▸ Text section:
The unexpected and pleasing success lies in the fact that we are probably the only area in the area that has no problems with deer browsing on young trees. The deer have sufficient species-appropriate food here and are not forced to feed on young tree shoots.
We have also asked our hunting leaseholders not to shoot deer in our meadows, so that they do not constantly stay hidden in the forest out of fear and then end up eating the young shoots. They find better food at the edge of the forest and in the meadows and naturally accept it. To reduce the population, we have lynx – with which, after years of reintroduction, no one has any "mental problems" anymore – and hopefully soon wolves, whose natural habitat was the Bavarian Forest for millennia, until the landowners believed they alone had the right to exercise hunting rights: Poachers were pilloried but also punished with death, and wolves, bears, and lynx were eradicated; deer, wild boars, etc., multiplied unchecked and, to the delight of the hunting rights holders, became their sole prey...

[Stored data entries]
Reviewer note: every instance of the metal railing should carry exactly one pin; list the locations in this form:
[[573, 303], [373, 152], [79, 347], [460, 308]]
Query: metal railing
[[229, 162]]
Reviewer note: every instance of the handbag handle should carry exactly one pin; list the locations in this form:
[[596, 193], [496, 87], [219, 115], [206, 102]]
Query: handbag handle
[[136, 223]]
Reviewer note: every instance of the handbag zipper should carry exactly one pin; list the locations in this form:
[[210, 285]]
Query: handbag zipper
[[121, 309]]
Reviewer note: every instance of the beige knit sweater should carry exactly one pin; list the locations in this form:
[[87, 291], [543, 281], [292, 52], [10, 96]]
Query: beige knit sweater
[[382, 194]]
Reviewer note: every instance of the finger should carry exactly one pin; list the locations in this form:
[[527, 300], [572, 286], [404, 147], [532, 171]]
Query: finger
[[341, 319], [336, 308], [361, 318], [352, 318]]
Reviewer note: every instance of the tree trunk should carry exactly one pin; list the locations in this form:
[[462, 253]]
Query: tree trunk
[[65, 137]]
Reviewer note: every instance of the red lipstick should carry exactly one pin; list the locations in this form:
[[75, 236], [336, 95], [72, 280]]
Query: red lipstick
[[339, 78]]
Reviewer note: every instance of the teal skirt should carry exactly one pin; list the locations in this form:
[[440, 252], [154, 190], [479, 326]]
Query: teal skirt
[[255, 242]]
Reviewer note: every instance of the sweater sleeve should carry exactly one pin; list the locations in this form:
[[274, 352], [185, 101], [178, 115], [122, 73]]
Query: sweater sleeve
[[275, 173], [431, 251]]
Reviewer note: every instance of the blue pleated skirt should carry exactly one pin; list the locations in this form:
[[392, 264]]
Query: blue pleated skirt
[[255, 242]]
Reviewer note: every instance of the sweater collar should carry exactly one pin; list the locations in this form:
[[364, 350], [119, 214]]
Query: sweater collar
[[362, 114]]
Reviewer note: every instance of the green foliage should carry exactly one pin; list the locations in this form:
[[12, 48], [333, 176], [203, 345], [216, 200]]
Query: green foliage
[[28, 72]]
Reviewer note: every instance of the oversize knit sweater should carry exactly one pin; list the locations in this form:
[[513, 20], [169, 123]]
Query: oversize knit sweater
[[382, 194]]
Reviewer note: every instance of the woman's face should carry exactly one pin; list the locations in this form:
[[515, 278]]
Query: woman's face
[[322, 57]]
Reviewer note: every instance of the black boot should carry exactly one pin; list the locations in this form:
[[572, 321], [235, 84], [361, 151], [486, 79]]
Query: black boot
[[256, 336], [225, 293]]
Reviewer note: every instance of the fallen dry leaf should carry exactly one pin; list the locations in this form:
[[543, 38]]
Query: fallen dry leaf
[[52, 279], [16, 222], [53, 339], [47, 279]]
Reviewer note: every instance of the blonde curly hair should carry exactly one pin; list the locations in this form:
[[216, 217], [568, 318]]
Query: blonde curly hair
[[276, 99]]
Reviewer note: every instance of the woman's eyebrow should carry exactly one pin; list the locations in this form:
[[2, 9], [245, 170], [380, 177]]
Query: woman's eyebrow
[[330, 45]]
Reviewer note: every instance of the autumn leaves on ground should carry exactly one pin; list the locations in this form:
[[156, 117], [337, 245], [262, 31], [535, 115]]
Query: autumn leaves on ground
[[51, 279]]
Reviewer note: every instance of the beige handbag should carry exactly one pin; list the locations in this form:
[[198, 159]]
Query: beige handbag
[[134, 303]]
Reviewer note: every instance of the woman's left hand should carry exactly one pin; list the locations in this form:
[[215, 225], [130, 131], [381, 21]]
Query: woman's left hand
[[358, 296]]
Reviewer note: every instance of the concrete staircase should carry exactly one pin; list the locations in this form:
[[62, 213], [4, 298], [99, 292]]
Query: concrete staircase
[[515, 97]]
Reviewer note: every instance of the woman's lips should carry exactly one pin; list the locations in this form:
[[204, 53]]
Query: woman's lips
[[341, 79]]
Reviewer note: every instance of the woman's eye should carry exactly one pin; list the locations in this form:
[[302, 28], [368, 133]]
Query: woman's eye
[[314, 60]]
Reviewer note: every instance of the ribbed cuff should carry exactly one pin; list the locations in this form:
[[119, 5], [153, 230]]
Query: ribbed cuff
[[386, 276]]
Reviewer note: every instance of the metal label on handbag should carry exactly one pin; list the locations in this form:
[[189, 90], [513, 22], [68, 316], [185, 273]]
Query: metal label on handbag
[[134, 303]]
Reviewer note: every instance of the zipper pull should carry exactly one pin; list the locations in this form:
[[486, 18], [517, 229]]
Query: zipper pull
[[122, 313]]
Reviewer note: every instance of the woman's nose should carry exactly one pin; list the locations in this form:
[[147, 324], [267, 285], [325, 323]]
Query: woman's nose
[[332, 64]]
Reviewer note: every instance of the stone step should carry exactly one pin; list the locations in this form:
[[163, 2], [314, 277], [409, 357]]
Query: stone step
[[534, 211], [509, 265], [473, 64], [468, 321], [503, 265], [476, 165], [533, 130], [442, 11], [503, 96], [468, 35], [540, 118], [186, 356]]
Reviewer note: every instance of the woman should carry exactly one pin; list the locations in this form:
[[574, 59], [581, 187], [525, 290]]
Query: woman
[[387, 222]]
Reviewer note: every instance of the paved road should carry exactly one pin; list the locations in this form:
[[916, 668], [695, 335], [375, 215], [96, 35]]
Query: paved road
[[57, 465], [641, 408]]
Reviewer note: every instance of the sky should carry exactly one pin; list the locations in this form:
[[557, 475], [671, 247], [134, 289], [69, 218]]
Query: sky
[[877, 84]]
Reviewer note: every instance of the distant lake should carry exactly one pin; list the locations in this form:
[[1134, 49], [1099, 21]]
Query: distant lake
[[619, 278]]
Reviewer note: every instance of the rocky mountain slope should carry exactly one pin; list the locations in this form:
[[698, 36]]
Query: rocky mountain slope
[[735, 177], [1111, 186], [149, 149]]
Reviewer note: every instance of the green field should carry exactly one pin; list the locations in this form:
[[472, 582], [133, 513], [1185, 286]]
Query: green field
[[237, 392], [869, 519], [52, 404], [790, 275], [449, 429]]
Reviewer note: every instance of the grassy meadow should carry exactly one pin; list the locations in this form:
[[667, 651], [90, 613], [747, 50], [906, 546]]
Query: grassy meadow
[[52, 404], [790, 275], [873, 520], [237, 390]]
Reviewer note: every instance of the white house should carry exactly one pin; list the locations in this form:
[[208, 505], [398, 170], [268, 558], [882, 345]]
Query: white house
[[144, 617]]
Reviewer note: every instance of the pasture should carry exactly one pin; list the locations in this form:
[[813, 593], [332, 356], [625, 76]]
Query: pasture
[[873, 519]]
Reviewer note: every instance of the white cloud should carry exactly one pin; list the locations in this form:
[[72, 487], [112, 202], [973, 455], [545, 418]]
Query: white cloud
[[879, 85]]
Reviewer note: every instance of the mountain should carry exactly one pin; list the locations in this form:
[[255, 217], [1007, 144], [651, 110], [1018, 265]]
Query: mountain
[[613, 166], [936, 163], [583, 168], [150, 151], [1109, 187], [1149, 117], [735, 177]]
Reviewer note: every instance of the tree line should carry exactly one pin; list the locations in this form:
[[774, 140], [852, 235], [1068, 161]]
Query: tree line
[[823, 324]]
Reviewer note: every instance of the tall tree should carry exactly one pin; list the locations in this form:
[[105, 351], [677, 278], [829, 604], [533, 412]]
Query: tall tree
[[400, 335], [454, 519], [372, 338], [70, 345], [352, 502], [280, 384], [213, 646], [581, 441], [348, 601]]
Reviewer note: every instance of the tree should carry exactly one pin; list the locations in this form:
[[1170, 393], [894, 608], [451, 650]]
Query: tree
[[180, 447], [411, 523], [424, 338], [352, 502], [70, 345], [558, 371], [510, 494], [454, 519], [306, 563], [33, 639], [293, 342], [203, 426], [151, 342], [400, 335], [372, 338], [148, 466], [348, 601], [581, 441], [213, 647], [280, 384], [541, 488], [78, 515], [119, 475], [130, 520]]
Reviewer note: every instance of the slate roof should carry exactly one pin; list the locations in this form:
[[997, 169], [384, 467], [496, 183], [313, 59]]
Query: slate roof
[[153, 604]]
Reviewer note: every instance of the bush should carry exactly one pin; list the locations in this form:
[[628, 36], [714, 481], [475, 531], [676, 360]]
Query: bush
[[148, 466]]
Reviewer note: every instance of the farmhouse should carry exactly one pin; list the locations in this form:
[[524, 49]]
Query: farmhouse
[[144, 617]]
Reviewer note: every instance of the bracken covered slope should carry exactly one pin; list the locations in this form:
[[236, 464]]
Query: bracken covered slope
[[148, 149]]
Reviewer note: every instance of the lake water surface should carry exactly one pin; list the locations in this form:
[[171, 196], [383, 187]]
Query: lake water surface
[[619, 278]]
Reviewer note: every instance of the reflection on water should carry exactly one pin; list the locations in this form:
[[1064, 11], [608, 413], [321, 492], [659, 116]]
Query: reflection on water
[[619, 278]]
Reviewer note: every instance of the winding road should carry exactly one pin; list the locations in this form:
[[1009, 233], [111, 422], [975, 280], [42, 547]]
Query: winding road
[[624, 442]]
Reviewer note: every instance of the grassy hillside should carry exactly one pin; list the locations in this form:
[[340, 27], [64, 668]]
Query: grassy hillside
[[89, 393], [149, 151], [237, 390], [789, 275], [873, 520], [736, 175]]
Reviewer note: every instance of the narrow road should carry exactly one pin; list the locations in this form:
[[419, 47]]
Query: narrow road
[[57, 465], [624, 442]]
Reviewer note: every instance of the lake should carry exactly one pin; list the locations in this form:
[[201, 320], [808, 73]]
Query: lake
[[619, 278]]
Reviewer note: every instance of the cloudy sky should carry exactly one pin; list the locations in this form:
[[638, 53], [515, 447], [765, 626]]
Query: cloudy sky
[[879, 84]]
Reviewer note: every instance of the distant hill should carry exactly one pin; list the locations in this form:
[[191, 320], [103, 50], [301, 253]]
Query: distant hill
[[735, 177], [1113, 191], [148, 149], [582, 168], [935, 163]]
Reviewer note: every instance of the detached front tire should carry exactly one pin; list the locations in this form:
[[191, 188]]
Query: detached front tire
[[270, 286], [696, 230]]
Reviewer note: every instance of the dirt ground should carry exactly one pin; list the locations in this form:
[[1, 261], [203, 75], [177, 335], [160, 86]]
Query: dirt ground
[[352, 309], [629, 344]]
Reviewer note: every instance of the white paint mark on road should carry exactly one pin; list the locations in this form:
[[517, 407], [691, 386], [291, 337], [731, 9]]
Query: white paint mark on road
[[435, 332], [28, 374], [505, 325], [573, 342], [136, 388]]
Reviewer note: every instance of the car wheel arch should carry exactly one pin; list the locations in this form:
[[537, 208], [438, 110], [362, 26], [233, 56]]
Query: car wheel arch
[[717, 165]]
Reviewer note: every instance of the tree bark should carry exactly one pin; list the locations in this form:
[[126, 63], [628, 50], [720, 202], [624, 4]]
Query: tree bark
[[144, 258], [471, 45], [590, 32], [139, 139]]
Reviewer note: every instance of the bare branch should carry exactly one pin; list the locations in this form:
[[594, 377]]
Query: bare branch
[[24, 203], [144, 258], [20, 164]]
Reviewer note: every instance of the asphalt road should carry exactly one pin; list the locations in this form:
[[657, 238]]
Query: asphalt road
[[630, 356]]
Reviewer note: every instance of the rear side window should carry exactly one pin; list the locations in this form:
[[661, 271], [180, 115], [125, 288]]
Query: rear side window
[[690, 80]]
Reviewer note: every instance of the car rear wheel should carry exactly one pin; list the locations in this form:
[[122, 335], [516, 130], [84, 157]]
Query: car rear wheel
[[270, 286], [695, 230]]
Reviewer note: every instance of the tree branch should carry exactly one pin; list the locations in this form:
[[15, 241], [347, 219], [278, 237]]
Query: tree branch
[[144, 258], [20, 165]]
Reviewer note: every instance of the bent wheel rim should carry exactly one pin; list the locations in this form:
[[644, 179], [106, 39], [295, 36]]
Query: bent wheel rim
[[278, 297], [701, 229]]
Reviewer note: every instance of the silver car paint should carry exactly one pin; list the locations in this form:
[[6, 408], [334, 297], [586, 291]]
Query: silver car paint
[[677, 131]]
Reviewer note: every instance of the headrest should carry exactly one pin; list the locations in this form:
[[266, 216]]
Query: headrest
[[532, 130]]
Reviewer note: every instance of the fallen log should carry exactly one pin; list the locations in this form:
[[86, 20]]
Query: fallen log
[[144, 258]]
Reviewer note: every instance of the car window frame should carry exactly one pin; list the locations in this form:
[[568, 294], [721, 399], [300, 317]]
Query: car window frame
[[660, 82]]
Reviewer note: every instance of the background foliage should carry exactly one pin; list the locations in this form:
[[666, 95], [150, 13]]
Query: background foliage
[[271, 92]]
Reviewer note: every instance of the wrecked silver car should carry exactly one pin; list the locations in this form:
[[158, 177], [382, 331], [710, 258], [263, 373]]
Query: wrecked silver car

▸ Check your understanding:
1. In the deer browsing passage, what have the hunting leaseholders been asked not to do?
2. Write out the deer browsing passage from "The unexpected and" to "young tree shoots.".
3. Extend the deer browsing passage past its final sentence.

▸ Task responses:
1. Not to shoot deer in the meadows.

2.
The unexpected and pleasing success lies in the fact that we are probably the only area in the area that has no problems with deer browsing on young trees. The deer have sufficient species-appropriate food here and are not forced to feed on young tree shoots.

3.
3.3 BRANDRUP waters and their edges are habitats for fish, amphibians, reptiles, insects, mammals, etc.
When we acquired the property, it had five connected fish breeding ponds, which are supplied with clean water from the overflow of our forest drinking water spring.
Four of these ponds will be left to themselves, to the fish, toads, frogs, snakes, beavers, wild ducks, pond mussels, crayfish, plants, etc. We only intervene if damage occurs due to fallen trees, leaky river banks, etc.
We transformed the fifth pond into a small lake of approximately 5,000 m² with 0.5 m deep shallow areas for fish to spawn, a small island covered with wild shrubs and trees for the incoming waterfowl to raise their young "fox-proof," and a larger 5 m deep area.
All non-native fish introduced by the previous owners were removed. We have only introduced a few native fish that were previously absent but beneficial to the habitat. The remaining fish, as well as the existing pike and perch, came with the arrival of wild ducks and help to maintain a natural balance in the population – no fishing is carried out.
3.4 Reintroduction of native pond turtles (Emys orbicularis)
Our ponds flow into a small river, the Wolfsteiner Ohe, which flows into the larger Ilz River, which then flows into the Danube near Passau.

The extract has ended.